- What needs to be done:
Format every line of the data below as a numbered list, leaving out any blank lines.

Rows from a dataset:
** START **

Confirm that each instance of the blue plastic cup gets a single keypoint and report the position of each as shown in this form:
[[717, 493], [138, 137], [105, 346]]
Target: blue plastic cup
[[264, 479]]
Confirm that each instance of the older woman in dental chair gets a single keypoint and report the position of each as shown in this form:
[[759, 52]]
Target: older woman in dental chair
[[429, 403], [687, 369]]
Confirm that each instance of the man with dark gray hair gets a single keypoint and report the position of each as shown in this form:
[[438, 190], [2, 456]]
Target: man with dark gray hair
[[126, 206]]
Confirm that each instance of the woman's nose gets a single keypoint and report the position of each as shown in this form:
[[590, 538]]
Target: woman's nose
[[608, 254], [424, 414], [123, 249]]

** END **

- Task output:
1. Confirm that each instance of the blue plastic cup gets a single keypoint and report the position of each as shown in this form:
2. [[717, 493], [138, 137], [105, 346]]
3. Target: blue plastic cup
4. [[264, 479]]
5. Confirm that each instance of the older woman in dental chair gets a single keypoint and report the position of each as shown in this form:
6. [[759, 52]]
7. Target: older woman in dental chair
8. [[429, 403], [687, 369]]
9. Confirm that each instance of the man with dark gray hair gets a single keypoint and report the position of each as shown in this form:
10. [[438, 190], [2, 456]]
11. Target: man with dark gray hair
12. [[126, 206]]
13. Confirm that each instance of the woman's nose gets a single keypoint and report the position of each as shown in this form:
14. [[590, 538]]
15. Target: woman's nose
16. [[608, 254], [424, 414], [123, 249]]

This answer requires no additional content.